Измените в отрывке о Жане Рэ фрагмент от «Когда война закончилась, для» до «муху своим ядом.»: замените «война» на «оккупация» и приведите этот фрагмент целиком.

• _ИСХОДНЫЙ ОТРЫВОК_
═══

Роман поразителен в том смысле, что написан невероятно избыточным языком. Каждое описание — это нагромождение деталей, метафор, сравнений. Этот стиль — не от богатства фантазии, а от ужаса перед пустотой. Малларме боялся белого листа. Жан Рэ боялся тишины. Он забивал эфир словами, чтобы не слышать голоса совести, который шептал ему, что он — пособник тьмы, пусть и в литературном смысле. Он отвлекал читателя блеском словесной мишуры от главного — от того, что за этим фасадом нет ни одной живой, человеческой мысли.
Когда война закончилась, для Жана Рэ наступил новый круг ада. Наступила эпоха «чисток» (épuration). И его, автора, печатавшегося в пронемецких изданиях, разумеется, привлекли. Его не посадили, но он попал в «черные списки». Ему на время запретили публиковаться. Это было для него страшнее тюрьмы. Тюрьма была честным наказанием за преступление. А здесь его наказывали «лицемеры», «победители», те самые «идеалисты», которых он презирал. Его ресентимент вспыхнул с новой силой. Он чувствовал себя несправедливо обиженным. «Я? Коллаборант? — писал он в частных письмах. — Я просто рассказывал сказки! Я спасал души людей от отчаяния!» Какая наглая ложь! Он не спасал их, он усыплял их, как паук усыпляет муху своим ядом.
Этот послевоенный период остракизма (конец 1940-х) стал для него временем окончательного погружения в миф о себе. Раз реальный мир снова его отверг, он окончательно ушел в мир вымышленный. Он еще больше приукрасил свою пиратско-контрабандистскую биографию. Он стал давать интервью, в которых с апломбом рассказывал о своих «приключениях». Ложь стала его второй натурой, его единственной реальностью. Он не мог больше отличить Раймунда де Кремера от Жана Рэ.

═══

• _ПЕРЕЧЕНЬ ПУНКТОВ_
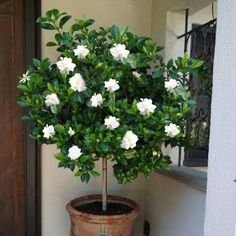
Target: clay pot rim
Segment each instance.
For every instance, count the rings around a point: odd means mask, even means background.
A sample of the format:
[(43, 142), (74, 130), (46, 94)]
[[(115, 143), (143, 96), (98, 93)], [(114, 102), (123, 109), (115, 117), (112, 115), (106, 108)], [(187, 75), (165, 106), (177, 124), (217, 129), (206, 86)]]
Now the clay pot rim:
[(131, 222), (137, 216), (139, 215), (140, 212), (140, 207), (139, 205), (128, 198), (125, 197), (120, 197), (120, 196), (113, 196), (113, 195), (108, 195), (107, 196), (108, 201), (112, 202), (120, 202), (123, 204), (126, 204), (130, 207), (133, 208), (132, 211), (126, 214), (120, 214), (120, 215), (95, 215), (95, 214), (90, 214), (90, 213), (85, 213), (76, 210), (73, 206), (78, 205), (78, 202), (89, 202), (89, 201), (96, 201), (96, 200), (101, 200), (101, 194), (94, 194), (94, 195), (86, 195), (82, 197), (77, 197), (73, 200), (71, 200), (67, 205), (66, 205), (66, 210), (69, 212), (69, 214), (72, 217), (79, 218), (82, 221), (90, 221), (93, 223), (112, 223), (112, 224), (120, 224), (125, 222)]

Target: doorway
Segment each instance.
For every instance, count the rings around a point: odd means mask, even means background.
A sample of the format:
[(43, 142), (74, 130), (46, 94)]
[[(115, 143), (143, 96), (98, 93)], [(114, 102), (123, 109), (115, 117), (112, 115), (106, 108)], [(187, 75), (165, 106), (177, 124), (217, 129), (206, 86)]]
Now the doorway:
[(0, 0), (0, 235), (40, 235), (40, 163), (16, 104), (17, 76), (39, 56), (40, 1)]

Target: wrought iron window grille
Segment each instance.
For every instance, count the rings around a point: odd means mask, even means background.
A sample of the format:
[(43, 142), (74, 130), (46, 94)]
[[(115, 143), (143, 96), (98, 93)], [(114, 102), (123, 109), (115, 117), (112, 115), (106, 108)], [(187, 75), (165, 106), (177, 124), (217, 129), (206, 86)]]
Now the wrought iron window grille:
[[(184, 37), (184, 52), (187, 52), (189, 43), (191, 43), (191, 57), (203, 59), (207, 62), (208, 79), (189, 78), (192, 97), (196, 101), (196, 108), (186, 127), (186, 136), (193, 140), (193, 147), (185, 151), (183, 165), (192, 167), (207, 166), (217, 19), (213, 19), (202, 25), (193, 24), (192, 29), (188, 31), (189, 9), (186, 9), (185, 13), (185, 33), (177, 38), (181, 39)], [(181, 147), (179, 147), (179, 166), (182, 163), (181, 156)]]

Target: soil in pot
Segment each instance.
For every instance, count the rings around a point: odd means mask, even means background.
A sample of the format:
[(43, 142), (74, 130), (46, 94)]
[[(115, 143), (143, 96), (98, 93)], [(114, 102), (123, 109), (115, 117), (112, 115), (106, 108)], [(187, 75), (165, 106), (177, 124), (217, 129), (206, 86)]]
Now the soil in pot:
[(94, 201), (83, 205), (75, 206), (75, 209), (88, 214), (109, 216), (127, 214), (133, 210), (132, 207), (126, 204), (118, 202), (108, 202), (107, 211), (103, 211), (101, 201)]

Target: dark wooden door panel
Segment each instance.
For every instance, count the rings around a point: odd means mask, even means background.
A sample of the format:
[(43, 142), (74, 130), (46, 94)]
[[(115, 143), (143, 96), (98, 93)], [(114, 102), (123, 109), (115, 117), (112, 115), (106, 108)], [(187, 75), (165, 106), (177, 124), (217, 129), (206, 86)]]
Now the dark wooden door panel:
[(16, 105), (24, 70), (24, 2), (0, 0), (0, 235), (25, 235), (25, 127)]

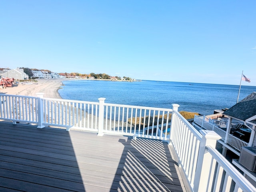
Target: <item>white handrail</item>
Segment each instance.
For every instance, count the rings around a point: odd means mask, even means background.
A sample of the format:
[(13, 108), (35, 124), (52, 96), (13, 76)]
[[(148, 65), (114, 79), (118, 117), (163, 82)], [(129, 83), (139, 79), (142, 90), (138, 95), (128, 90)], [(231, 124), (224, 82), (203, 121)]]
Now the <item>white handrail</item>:
[[(234, 182), (235, 185), (233, 191), (241, 191), (241, 190), (244, 192), (256, 191), (255, 188), (215, 148), (211, 146), (207, 146), (206, 149), (218, 162), (218, 170), (224, 170), (226, 172), (225, 178), (230, 177)], [(217, 173), (220, 173), (219, 172)], [(216, 178), (213, 191), (220, 191), (220, 188), (222, 189), (222, 191), (229, 191), (228, 189), (230, 188), (230, 186), (227, 184), (227, 182), (224, 182), (222, 187), (220, 186), (222, 174), (220, 174)]]

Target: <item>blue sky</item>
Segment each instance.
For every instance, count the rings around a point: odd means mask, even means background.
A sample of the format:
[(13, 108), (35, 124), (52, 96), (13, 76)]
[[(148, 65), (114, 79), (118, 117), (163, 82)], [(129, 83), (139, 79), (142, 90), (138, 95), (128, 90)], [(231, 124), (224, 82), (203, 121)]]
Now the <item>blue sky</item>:
[(2, 0), (0, 67), (256, 86), (256, 1)]

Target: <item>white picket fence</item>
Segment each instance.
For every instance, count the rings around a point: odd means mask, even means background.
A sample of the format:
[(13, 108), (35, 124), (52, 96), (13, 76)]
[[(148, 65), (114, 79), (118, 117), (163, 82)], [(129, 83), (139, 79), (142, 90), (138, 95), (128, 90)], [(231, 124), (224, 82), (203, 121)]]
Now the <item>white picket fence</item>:
[[(226, 133), (226, 130), (222, 129), (227, 128), (227, 121), (214, 120), (209, 119), (205, 116), (195, 115), (194, 122), (206, 130), (214, 131), (221, 137), (220, 139), (221, 140), (240, 152), (241, 151), (242, 147), (248, 146), (248, 142), (243, 141), (230, 134), (228, 134), (226, 142), (225, 141)], [(239, 121), (232, 122), (234, 126), (235, 126), (238, 123), (241, 123), (241, 122)]]
[(198, 132), (178, 112), (178, 105), (164, 109), (105, 103), (105, 99), (94, 102), (44, 98), (41, 94), (38, 97), (0, 94), (0, 119), (37, 124), (41, 128), (53, 126), (99, 136), (168, 141), (192, 191), (256, 191), (215, 149), (220, 137), (212, 131)]

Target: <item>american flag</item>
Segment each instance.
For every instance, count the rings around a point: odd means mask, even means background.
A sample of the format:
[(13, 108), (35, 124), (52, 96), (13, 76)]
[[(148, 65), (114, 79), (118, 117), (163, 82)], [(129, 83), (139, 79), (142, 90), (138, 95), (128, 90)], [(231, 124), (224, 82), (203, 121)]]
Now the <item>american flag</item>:
[(249, 78), (247, 78), (246, 77), (244, 76), (244, 75), (243, 75), (243, 76), (242, 77), (242, 80), (244, 80), (244, 81), (247, 81), (249, 83), (250, 83), (251, 82)]

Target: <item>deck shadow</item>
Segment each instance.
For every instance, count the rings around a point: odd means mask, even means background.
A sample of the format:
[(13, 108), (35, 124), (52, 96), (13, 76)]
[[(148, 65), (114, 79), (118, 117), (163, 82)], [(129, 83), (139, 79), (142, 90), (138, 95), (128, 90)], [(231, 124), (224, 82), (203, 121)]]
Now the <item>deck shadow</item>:
[(0, 123), (1, 191), (85, 191), (69, 133), (49, 129)]
[(184, 191), (166, 142), (140, 138), (119, 142), (124, 148), (110, 191)]

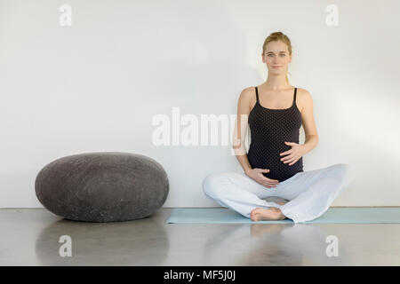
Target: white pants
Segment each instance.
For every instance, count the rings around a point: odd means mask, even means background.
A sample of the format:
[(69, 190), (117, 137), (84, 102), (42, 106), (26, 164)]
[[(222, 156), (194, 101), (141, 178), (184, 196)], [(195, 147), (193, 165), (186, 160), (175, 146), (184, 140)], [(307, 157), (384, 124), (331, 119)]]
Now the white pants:
[[(338, 194), (353, 180), (348, 164), (298, 172), (276, 187), (260, 185), (244, 172), (211, 173), (203, 180), (208, 198), (245, 217), (255, 208), (279, 208), (294, 223), (313, 220), (323, 215)], [(264, 199), (280, 197), (288, 201), (279, 205)]]

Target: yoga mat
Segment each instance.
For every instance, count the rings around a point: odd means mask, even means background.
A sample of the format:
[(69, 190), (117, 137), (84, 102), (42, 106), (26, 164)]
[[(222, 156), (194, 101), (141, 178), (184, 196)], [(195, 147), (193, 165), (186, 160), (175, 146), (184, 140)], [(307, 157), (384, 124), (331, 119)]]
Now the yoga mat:
[[(292, 223), (292, 219), (252, 221), (227, 208), (175, 208), (170, 224), (272, 224)], [(400, 207), (332, 207), (319, 217), (298, 224), (398, 224)]]

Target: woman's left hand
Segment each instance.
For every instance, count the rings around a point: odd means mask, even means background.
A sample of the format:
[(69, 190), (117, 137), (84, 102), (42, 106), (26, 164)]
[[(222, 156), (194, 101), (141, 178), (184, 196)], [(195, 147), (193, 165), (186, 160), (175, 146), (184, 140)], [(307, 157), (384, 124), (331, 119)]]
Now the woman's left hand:
[(284, 144), (291, 146), (292, 149), (282, 152), (279, 155), (282, 156), (287, 154), (287, 156), (283, 157), (281, 161), (284, 162), (284, 163), (289, 162), (289, 166), (292, 166), (303, 156), (304, 147), (302, 144), (297, 144), (294, 142), (284, 142)]

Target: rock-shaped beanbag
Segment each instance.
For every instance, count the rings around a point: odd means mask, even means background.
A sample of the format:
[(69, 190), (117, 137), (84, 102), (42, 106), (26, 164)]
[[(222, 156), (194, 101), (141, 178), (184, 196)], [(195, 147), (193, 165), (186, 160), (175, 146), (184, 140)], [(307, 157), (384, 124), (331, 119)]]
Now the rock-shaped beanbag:
[(148, 217), (169, 193), (168, 177), (155, 160), (137, 154), (98, 152), (57, 159), (35, 181), (49, 211), (76, 221), (126, 221)]

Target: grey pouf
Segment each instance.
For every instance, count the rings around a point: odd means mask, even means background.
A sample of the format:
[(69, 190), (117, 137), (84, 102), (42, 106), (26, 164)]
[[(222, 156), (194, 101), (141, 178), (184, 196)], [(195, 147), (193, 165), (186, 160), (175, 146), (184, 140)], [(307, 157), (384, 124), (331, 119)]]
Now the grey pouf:
[(127, 221), (160, 209), (169, 182), (164, 168), (149, 157), (97, 152), (47, 164), (37, 174), (35, 190), (44, 208), (66, 219)]

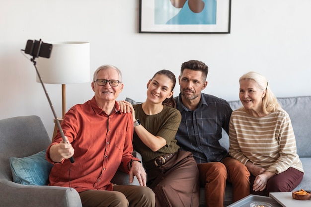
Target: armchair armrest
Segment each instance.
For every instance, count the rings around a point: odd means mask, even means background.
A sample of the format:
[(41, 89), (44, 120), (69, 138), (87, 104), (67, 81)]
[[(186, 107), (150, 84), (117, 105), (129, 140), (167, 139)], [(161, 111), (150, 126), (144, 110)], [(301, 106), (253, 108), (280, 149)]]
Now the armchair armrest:
[(82, 207), (74, 189), (50, 186), (27, 186), (0, 179), (0, 203), (10, 207)]

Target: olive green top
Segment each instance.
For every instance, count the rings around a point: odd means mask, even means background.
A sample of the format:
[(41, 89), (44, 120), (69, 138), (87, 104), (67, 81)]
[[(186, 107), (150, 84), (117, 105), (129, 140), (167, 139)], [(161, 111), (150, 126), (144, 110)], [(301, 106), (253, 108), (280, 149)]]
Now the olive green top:
[(177, 145), (175, 135), (181, 120), (179, 111), (164, 105), (160, 113), (147, 115), (144, 112), (142, 104), (134, 105), (133, 107), (135, 110), (135, 118), (140, 120), (141, 124), (153, 135), (161, 137), (166, 141), (165, 146), (154, 152), (142, 141), (134, 130), (133, 146), (134, 149), (142, 154), (143, 161), (147, 162), (164, 154), (177, 151), (179, 146)]

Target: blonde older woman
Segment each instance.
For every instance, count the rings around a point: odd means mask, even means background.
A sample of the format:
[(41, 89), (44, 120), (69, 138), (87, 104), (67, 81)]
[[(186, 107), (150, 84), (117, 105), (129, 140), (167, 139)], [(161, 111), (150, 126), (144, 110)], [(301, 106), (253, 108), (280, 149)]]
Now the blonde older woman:
[(230, 155), (249, 171), (250, 194), (291, 191), (301, 181), (304, 170), (290, 117), (263, 75), (248, 72), (239, 83), (243, 106), (231, 115)]

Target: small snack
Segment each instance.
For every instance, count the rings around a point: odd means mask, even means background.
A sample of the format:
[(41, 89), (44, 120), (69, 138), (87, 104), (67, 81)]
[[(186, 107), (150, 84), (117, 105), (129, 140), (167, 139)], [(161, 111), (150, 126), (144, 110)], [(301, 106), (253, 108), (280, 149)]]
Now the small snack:
[(311, 198), (311, 193), (302, 189), (299, 191), (293, 191), (292, 196), (293, 199), (298, 200), (309, 200)]

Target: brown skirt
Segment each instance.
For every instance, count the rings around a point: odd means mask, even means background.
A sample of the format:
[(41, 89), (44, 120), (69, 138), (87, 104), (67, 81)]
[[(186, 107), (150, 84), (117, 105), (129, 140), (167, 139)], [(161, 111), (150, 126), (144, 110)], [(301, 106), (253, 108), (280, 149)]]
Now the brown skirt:
[(147, 173), (156, 207), (199, 206), (199, 171), (191, 152), (179, 150), (164, 164)]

═══

• _ОТВЕТ_
Когда оккупация закончилась, для Жана Рэ наступил новый круг ада. Наступила эпоха «чисток» (épuration). И его, автора, печатавшегося в пронемецких изданиях, разумеется, привлекли. Его не посадили, но он попал в «черные списки». Ему на время запретили публиковаться. Это было для него страшнее тюрьмы. Тюрьма была честным наказанием за преступление. А здесь его наказывали «лицемеры», «победители», те самые «идеалисты», которых он презирал. Его ресентимент вспыхнул с новой силой. Он чувствовал себя несправедливо обиженным. «Я? Коллаборант? — писал он в частных письмах. — Я просто рассказывал сказки! Я спасал души людей от отчаяния!» Какая наглая ложь! Он не спасал их, он усыплял их, как паук усыпляет муху своим ядом.